* WHAT TO WORK ON *
Reproduce exactly the lines below, starting with the line that contains "In the photo above, where can the grey" and ending with the last line of the records, both included, and nothing else.
-=-=-
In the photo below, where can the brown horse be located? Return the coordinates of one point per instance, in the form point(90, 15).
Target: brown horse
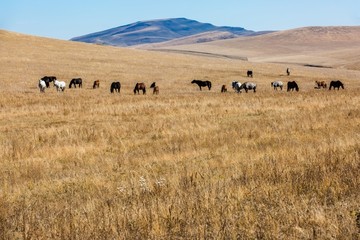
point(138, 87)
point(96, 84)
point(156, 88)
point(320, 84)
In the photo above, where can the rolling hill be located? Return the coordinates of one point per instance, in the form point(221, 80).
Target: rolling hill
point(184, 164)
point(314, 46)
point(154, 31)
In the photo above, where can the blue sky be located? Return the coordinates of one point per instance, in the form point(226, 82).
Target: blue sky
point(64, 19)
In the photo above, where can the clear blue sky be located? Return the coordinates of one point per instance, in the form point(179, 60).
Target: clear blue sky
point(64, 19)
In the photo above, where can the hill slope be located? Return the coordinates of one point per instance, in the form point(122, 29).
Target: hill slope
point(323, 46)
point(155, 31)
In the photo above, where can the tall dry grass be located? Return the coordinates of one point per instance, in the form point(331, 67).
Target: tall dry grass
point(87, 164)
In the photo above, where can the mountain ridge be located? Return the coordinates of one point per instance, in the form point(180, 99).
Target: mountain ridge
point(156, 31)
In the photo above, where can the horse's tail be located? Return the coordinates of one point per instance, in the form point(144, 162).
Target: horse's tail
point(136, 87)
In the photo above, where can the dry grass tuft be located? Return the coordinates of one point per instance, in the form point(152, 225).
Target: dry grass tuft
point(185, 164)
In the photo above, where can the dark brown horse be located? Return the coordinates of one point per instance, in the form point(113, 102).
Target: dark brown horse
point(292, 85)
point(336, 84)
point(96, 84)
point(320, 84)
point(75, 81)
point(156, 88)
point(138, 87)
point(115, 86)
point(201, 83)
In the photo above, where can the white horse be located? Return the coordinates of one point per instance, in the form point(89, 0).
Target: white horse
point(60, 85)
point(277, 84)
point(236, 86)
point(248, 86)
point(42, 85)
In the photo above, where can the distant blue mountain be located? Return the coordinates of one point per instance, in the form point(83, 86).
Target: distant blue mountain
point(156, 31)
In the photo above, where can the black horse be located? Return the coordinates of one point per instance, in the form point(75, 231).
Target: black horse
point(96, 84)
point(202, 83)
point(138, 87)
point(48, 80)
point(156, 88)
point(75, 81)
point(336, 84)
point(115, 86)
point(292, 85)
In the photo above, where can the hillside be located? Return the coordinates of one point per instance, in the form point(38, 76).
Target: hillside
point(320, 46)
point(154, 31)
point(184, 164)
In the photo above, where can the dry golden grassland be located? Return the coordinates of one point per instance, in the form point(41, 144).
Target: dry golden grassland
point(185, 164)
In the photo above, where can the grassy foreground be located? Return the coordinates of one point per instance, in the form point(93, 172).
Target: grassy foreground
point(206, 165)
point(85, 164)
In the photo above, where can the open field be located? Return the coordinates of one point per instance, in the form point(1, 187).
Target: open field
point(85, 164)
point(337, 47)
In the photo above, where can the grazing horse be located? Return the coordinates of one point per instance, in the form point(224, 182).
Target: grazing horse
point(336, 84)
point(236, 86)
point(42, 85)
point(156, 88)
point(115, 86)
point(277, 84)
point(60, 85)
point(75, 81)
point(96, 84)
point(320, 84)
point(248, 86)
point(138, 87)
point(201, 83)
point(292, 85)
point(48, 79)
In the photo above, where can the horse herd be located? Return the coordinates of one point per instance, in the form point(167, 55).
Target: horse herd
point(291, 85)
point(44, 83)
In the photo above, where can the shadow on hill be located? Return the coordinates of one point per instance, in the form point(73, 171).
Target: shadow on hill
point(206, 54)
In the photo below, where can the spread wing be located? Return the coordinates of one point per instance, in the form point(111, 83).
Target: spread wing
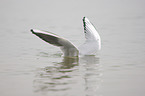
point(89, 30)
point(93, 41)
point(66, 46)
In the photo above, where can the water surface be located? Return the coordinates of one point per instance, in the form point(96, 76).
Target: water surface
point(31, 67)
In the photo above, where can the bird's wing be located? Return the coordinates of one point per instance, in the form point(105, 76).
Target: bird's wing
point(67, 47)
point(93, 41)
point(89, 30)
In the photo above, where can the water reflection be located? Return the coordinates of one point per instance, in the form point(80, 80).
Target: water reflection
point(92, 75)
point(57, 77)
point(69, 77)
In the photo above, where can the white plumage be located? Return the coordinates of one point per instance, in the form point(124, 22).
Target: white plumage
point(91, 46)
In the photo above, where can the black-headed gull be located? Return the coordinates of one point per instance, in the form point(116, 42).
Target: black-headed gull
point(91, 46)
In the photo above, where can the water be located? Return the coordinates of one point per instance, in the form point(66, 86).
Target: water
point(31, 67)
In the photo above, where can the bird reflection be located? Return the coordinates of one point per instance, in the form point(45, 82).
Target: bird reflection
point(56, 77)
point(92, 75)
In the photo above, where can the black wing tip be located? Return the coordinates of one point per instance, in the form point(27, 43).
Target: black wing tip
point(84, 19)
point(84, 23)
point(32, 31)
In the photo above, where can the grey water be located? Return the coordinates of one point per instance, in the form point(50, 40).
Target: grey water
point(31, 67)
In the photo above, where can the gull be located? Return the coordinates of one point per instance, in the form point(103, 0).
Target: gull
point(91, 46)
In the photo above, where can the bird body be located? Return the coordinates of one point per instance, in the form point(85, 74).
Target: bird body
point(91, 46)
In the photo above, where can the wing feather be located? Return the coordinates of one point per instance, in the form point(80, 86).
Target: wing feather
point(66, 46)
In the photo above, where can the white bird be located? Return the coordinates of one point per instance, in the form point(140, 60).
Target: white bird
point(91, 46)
-=-=-
* IN RESPONSE *
In the photo above, where can the grey water be located? Return the coordinates of one point per instance, in the form point(50, 40).
Target: grey water
point(31, 67)
In the photo above, where can the gull be located? Return the coordinates of one point per instance, in the form point(103, 0).
Target: gull
point(91, 46)
In the photo above, where can the bird body be located? Return the coordinates of one point per instance, in the form point(85, 74).
Target: bird body
point(91, 46)
In the photo above, where can the wing feather be located? Return the coordinates of one point per instance, in the form point(80, 86).
Target: wing feather
point(66, 46)
In the photo above, where can the white bird be located? Return the coordinates of one point per instance, in the form point(140, 60).
Target: white bird
point(91, 46)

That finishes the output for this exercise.